What to produce — Transcribe the whole listing below without changing a word, but leave out every image.

(begin)

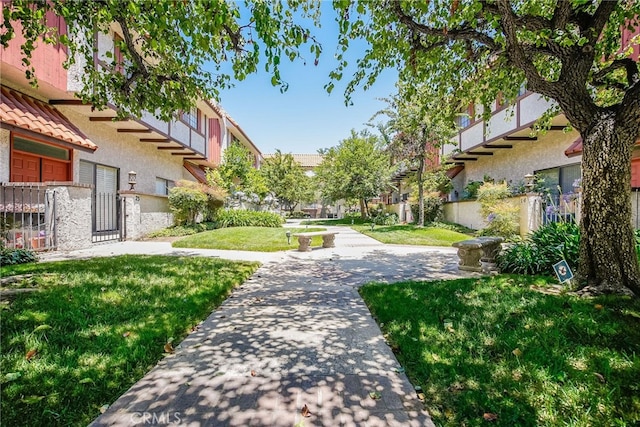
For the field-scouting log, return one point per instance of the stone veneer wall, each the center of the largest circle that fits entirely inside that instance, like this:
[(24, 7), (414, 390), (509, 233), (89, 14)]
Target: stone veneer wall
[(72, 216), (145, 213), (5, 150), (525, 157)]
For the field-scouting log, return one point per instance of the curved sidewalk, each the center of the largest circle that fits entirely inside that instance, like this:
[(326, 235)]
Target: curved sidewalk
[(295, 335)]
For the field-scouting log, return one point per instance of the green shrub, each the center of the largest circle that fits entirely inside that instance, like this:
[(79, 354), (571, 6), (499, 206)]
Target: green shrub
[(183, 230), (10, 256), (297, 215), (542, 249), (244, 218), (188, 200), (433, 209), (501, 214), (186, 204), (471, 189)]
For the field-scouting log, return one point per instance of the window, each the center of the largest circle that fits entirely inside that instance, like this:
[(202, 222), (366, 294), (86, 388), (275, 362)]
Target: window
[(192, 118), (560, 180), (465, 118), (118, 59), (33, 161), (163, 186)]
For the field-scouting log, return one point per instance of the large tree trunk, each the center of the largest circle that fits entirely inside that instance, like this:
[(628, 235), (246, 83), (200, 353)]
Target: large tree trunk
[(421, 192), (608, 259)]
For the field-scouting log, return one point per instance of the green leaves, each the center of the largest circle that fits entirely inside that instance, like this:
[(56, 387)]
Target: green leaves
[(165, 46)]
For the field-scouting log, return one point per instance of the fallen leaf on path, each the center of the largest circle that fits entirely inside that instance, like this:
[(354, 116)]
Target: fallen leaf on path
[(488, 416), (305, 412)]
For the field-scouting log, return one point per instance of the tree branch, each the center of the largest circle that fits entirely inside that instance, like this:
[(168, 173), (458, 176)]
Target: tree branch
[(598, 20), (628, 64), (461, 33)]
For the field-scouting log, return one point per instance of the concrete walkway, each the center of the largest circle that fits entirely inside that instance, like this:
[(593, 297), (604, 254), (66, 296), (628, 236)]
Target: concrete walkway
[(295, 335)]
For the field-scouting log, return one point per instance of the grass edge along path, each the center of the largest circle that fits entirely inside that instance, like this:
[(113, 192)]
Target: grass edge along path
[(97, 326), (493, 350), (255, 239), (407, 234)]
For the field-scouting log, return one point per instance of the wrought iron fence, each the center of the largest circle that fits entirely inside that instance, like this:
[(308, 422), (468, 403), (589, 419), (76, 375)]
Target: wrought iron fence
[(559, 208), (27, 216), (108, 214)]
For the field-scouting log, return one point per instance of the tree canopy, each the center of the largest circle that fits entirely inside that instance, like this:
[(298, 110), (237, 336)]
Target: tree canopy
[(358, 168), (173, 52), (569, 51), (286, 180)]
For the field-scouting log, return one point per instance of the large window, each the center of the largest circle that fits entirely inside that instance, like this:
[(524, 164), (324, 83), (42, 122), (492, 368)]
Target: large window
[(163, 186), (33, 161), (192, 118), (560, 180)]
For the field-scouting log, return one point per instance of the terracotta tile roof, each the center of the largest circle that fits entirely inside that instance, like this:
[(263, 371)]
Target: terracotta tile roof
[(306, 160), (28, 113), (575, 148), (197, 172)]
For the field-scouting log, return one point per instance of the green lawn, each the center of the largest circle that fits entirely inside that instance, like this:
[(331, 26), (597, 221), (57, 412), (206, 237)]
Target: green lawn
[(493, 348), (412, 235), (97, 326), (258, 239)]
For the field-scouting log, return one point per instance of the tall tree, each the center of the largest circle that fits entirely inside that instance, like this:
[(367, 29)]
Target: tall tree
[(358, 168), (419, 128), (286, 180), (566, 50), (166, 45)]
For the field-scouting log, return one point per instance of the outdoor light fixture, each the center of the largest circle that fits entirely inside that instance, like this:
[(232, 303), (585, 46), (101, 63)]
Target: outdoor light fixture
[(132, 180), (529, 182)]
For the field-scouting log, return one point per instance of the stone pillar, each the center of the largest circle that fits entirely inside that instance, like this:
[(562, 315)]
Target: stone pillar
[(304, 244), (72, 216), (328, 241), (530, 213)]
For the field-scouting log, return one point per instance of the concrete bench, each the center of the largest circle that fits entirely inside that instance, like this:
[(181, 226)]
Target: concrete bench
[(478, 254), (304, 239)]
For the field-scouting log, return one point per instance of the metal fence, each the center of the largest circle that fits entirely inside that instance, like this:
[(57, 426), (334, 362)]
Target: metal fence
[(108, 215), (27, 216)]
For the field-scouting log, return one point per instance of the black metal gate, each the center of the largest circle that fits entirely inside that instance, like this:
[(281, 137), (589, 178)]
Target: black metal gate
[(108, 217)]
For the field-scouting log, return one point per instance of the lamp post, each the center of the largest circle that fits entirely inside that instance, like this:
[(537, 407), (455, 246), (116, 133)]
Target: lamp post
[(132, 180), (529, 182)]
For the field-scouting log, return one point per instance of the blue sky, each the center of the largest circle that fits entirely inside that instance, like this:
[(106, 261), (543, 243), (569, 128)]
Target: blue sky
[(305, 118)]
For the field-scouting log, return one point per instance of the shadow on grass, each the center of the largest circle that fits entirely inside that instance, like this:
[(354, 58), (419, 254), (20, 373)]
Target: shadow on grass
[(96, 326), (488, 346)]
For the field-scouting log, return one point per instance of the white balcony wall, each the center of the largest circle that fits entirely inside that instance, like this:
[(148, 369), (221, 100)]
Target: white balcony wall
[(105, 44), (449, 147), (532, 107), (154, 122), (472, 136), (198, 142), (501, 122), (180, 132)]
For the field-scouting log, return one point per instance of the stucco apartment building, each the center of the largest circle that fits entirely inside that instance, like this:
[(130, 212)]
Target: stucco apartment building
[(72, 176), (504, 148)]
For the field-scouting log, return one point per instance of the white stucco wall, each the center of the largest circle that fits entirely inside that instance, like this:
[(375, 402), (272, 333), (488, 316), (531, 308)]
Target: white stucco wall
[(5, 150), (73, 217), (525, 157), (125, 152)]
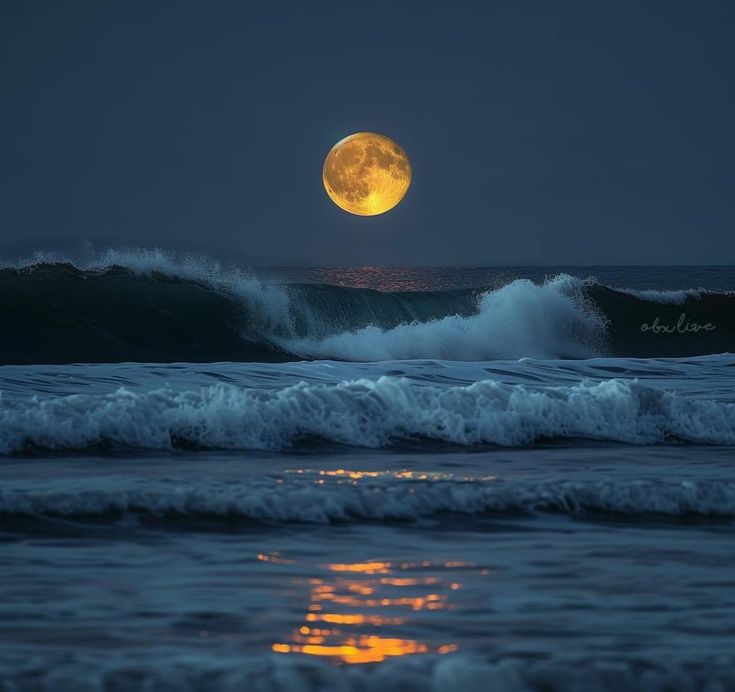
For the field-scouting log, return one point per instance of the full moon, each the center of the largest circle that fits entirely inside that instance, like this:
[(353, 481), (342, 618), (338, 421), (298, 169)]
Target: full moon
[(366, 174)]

(end)

Finished task —
For the field-scouting log, return one point per instance of the stone veneer wall, each the center of the largest circle that fits entirely inside that instance, like this:
[(24, 7), (414, 390), (509, 233), (89, 14)]
Target: stone veneer wall
[(72, 216), (145, 213), (5, 150), (525, 157)]
For the field-scouting log, return one point per instance of the curved sidewalk, each the center of the largest circle that fits entirely inside that instance, like this:
[(326, 235)]
Target: curved sidewalk
[(295, 335)]
For the field-scouting log, return one point per instance of the green shrub, each the center of the largest circle that fits entirely inside that instance, like this:
[(79, 354), (571, 6), (499, 206)]
Target: green shrub
[(183, 230), (10, 256), (297, 215), (542, 249), (244, 218), (188, 200), (433, 209), (501, 214), (186, 204), (471, 189)]
For the field-scouting log, return one point per instance of the window, each the center of the largest circle that fits entirely inside that instance, like this:
[(202, 222), (366, 294), (86, 388), (275, 362)]
Target: window
[(192, 118), (560, 180), (465, 118), (118, 59), (33, 161), (163, 186)]
For the field-scouting log, return one point per instance of the large tree trunk, each the center of the largest circle that fits entirely inside that instance, like this:
[(628, 235), (246, 83), (200, 353)]
Target: large tree trunk
[(421, 192), (608, 259)]
For the field-scouting log, return one point per instance of the green leaves, each the center of the largest circle that fits entirely inside that instance, like this:
[(56, 387)]
Target: green leaves
[(165, 46)]
For the field-scouting log, return one point per instance of the fallen leaf on path, each the center of the largest circle that fits entirely inside that instance, like this:
[(354, 116)]
Target: fallen leaf on path
[(488, 416), (305, 412)]
For the field-scouting log, return one point per instance of the tree branch, each the center of the largest circle that fits entirely inside that instance, like this:
[(168, 173), (458, 176)]
Target: tree branch
[(598, 20), (628, 64), (461, 33)]
For the field-scouting log, return one point per instance of the concrete walkway, each the center of the largest circle that fits entirely inside that instance, like this:
[(593, 297), (604, 254), (66, 296), (628, 236)]
Target: concrete walkway
[(295, 335)]
For the field-scouting log, return one point per instance of the grass edge along path, each the center of the largest circle that fits entirely inside that instance, like this:
[(113, 192)]
Target: grass edge along path
[(97, 326), (493, 350), (255, 239), (407, 234)]
For the field-scouting log, return one point per instance of the wrought iron fence, each the center of the largest circle that fits entirely inside that instance, like this:
[(308, 422), (468, 403), (589, 419), (76, 375)]
Target: wrought iron fence
[(559, 208), (27, 216), (108, 214)]
For the field-scouting log, return one point per instance of the tree canopy, each the center of the largest circle that fits entirely inside that instance, like this:
[(298, 110), (237, 336)]
Target: tree canopy
[(358, 168), (173, 52), (569, 51), (286, 180)]
For the field-scouting log, return one point per instance of the large window, each the center of the largest circle that fits entirely inside that instance, like this:
[(524, 164), (324, 83), (42, 122), (492, 368)]
Target: large window
[(163, 186), (33, 161), (192, 118), (560, 180)]
For the field-scouting log, return one point per instance of the terracotta tile roof, each the center of the largest circle that fits entirely inside that instance, like this:
[(263, 371)]
Target: terracotta tile roof
[(306, 160), (28, 113), (575, 148), (197, 172)]
For the field-scouting log, return one point per instance of the green lawn, each the center of the largest circle that fits entirely inside that instance, like this:
[(331, 26), (597, 221), (57, 412), (206, 237)]
Target: green lawn
[(493, 348), (412, 235), (97, 326), (258, 239)]
For the field-scouting log, return one point per instance of the tall tree, each the center of the largest circle that fits entirely inside that instance, like this:
[(367, 29)]
Target: tall tree
[(358, 168), (419, 128), (286, 180), (566, 50), (166, 45)]
For the field-scouting log, return one point per instance of the outdoor light fixture, each the center of the largest circle that fits entirely inside that instance, like this:
[(232, 303), (585, 46), (101, 63)]
Target: outdoor light fixture
[(132, 180), (529, 182)]
For the field-scouting log, return one point per instance of the stone pillar, each the center of the largest circle that fits entirely inside that instance, like this:
[(562, 315)]
Target: stone pillar
[(304, 244), (72, 216), (328, 241), (530, 213)]
For the field-scouting log, return one point per instance of the concrete bench, each the center of the largest circle that fits entirely inside that instance, like this:
[(181, 226)]
Target: concrete bench
[(478, 254), (304, 239)]
For the field-scouting log, return one point per instance of the metal fence, each the center of the largest circle that fits entirely inside that instance, like this:
[(57, 426), (334, 362)]
Target: metal fence
[(108, 215), (27, 216)]
For the field-scouting log, return one point per instance of the black metal gate, each the center of the largest circle that fits entirely inside that instance, like this:
[(281, 137), (589, 178)]
Target: black metal gate
[(108, 217)]
For the field-scouting log, return one point per instance of the lamp post, each the center of the largest circle that fits entirely inside that instance, like this:
[(537, 407), (455, 246), (116, 133)]
Target: lamp post
[(132, 180), (529, 182)]
For the field-scouting log, return one point per instance of the blue sky, each the center of the largest circle that fits entirely inside that instance, like this:
[(106, 261), (543, 243), (569, 128)]
Target: blue sky
[(305, 118)]
For the field-scouting log, return one point per instance of the shadow on grass, each the center of the largest circle that fits entirely inside that instance, like this:
[(354, 58), (419, 254), (20, 373)]
Target: shadow on grass
[(96, 326), (488, 346)]
For the field-scouting log, return one point per instance of the white balcony wall, each the center of the largest circle that fits entirely inside that instance, like this:
[(148, 369), (221, 100)]
Target: white balcony wall
[(105, 44), (449, 147), (532, 107), (154, 122), (472, 136), (198, 142), (501, 122), (180, 132)]
For the field-scouting log, return one point per instance of the stucco apartment building, each the center of the largest circle that fits entirely inside that instance, like this:
[(130, 212)]
Target: stucco apartment building
[(72, 176), (504, 148)]
For the field-scouting log, return one point per instance of the white stucco wall, each the center of the largest circle that fits entirely inside that instance, like this:
[(375, 402), (272, 333), (488, 316), (531, 308)]
Target: white stucco wall
[(5, 150), (73, 217), (525, 157), (125, 152)]
For the field-scouting log, return one point per instance of the full moon, each the center of the largest circle that fits entirely inside that instance, like this:
[(353, 481), (342, 618), (338, 421), (298, 169)]
Target: full moon
[(366, 174)]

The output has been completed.